(Beginning of Records)

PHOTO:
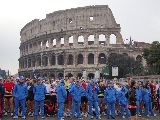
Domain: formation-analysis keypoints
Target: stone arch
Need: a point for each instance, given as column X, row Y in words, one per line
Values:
column 102, row 58
column 112, row 39
column 53, row 60
column 54, row 42
column 70, row 60
column 90, row 39
column 47, row 44
column 29, row 62
column 80, row 59
column 81, row 40
column 71, row 41
column 70, row 75
column 139, row 58
column 52, row 75
column 90, row 58
column 38, row 60
column 102, row 39
column 33, row 62
column 79, row 75
column 91, row 76
column 45, row 60
column 60, row 59
column 62, row 42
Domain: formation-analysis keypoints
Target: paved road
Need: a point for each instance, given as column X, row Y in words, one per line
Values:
column 103, row 118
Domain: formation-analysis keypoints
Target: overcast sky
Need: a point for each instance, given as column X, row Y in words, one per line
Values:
column 138, row 18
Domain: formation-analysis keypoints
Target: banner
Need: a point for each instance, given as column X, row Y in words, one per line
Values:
column 114, row 71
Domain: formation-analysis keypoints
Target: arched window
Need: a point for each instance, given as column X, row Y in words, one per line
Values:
column 29, row 63
column 80, row 59
column 70, row 60
column 91, row 58
column 45, row 61
column 81, row 40
column 102, row 58
column 90, row 75
column 60, row 60
column 91, row 40
column 102, row 39
column 112, row 39
column 139, row 58
column 39, row 61
column 53, row 60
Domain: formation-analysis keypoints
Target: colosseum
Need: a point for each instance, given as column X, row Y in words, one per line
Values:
column 73, row 42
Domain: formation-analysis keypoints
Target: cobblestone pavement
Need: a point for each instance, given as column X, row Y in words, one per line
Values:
column 103, row 118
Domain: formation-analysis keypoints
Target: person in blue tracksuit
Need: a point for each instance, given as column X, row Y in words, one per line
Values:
column 77, row 91
column 20, row 92
column 39, row 91
column 139, row 98
column 147, row 98
column 110, row 96
column 61, row 97
column 92, row 95
column 158, row 94
column 121, row 96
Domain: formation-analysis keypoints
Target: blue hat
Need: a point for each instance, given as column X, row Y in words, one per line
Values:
column 21, row 78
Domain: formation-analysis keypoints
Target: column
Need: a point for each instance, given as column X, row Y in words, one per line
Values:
column 75, row 40
column 56, row 59
column 49, row 64
column 119, row 39
column 41, row 59
column 85, row 40
column 96, row 58
column 85, row 61
column 50, row 42
column 96, row 39
column 107, row 40
column 66, row 41
column 58, row 42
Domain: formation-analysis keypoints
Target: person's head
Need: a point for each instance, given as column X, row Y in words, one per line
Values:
column 133, row 84
column 1, row 79
column 111, row 84
column 71, row 80
column 78, row 83
column 39, row 80
column 21, row 79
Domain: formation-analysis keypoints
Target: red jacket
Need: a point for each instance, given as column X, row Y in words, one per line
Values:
column 8, row 86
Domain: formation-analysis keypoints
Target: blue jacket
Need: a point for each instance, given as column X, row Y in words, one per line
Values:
column 91, row 94
column 77, row 92
column 20, row 91
column 61, row 93
column 70, row 87
column 39, row 91
column 121, row 96
column 139, row 94
column 146, row 94
column 110, row 95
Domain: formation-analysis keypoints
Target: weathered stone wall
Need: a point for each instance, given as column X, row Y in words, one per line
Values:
column 61, row 43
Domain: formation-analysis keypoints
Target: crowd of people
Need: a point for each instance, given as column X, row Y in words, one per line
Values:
column 77, row 98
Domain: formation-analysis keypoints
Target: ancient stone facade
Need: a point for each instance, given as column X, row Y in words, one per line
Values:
column 69, row 42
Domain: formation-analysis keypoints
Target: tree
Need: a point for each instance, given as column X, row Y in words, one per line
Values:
column 126, row 65
column 152, row 56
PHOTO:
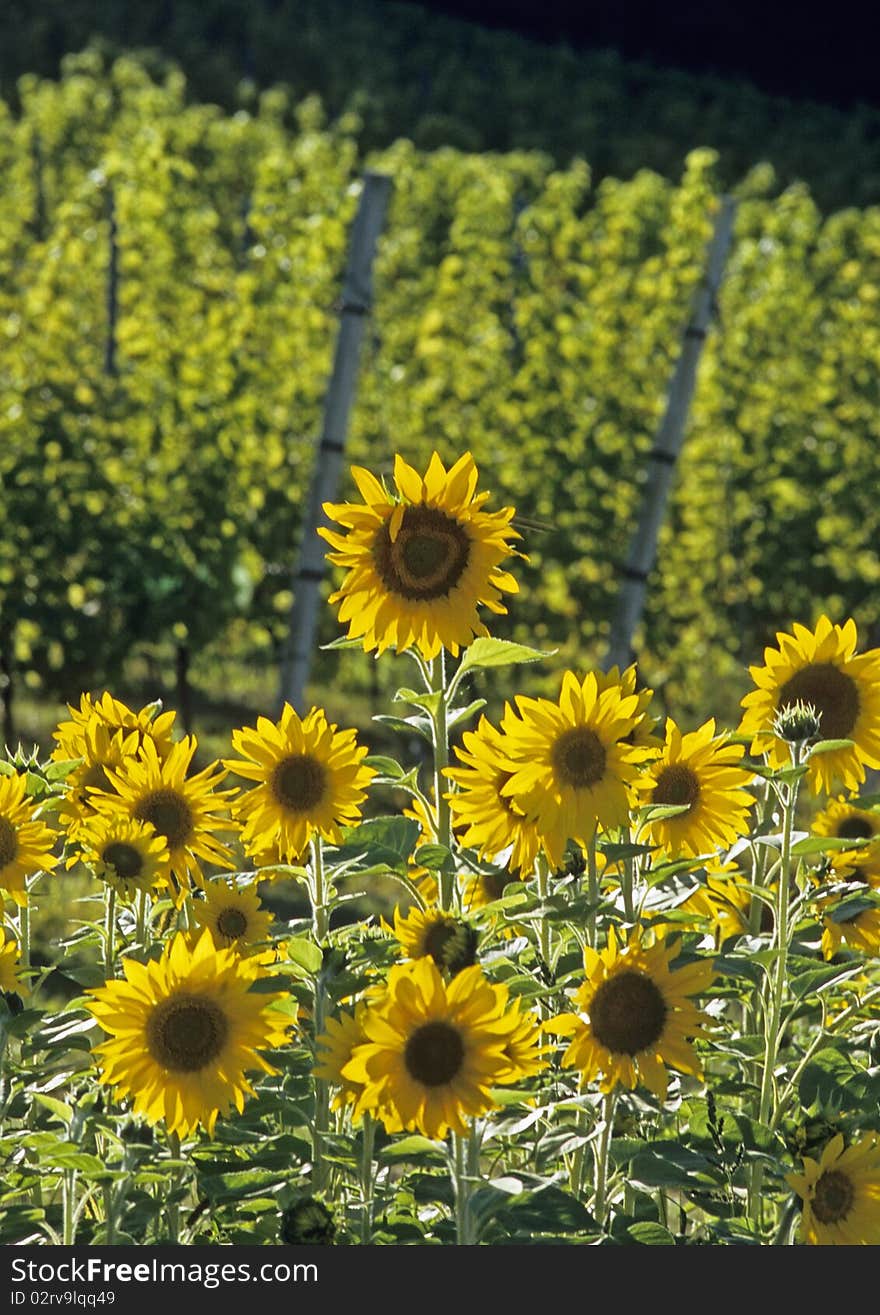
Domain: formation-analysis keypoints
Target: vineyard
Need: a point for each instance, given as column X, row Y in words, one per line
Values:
column 504, row 934
column 167, row 296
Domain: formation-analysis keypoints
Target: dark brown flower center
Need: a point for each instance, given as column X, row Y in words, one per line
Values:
column 124, row 859
column 833, row 1197
column 628, row 1013
column 830, row 691
column 8, row 842
column 434, row 1053
column 578, row 758
column 676, row 785
column 299, row 783
column 169, row 813
column 186, row 1032
column 428, row 558
column 854, row 829
column 232, row 923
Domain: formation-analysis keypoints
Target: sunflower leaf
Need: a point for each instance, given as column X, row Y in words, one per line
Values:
column 499, row 652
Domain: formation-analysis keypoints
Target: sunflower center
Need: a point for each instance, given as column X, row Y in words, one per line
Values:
column 833, row 1197
column 437, row 938
column 830, row 691
column 299, row 783
column 169, row 813
column 186, row 1032
column 676, row 785
column 8, row 842
column 628, row 1013
column 232, row 923
column 578, row 758
column 434, row 1053
column 854, row 829
column 426, row 559
column 125, row 859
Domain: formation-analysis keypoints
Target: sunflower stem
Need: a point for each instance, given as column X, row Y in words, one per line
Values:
column 109, row 930
column 318, row 892
column 367, row 1142
column 543, row 926
column 592, row 877
column 69, row 1206
column 24, row 932
column 776, row 988
column 601, row 1157
column 440, row 725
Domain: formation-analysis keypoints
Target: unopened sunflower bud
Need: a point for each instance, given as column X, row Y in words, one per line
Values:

(End of Records)

_Task prompt_.
Restate word for word the lines of the data above, starting at the line containing "Target: dark brown flower center" and ending at the line containing "Target: sunflower center", both included, and nothing more.

_Finished task_.
Target: dark brown flower center
Need: a point for each instance, given as column X, row Y in words, one per line
Values:
column 124, row 859
column 833, row 1197
column 628, row 1013
column 830, row 691
column 8, row 842
column 434, row 1053
column 578, row 758
column 676, row 785
column 299, row 783
column 169, row 813
column 186, row 1032
column 428, row 558
column 854, row 829
column 232, row 923
Domain: formation-analysis keypoints
Target: sunflower leaf
Need: a point for each instance, given as column X, row Y in words, one per line
Values:
column 499, row 652
Domain: formation-analysis keypoints
Target: sunflower center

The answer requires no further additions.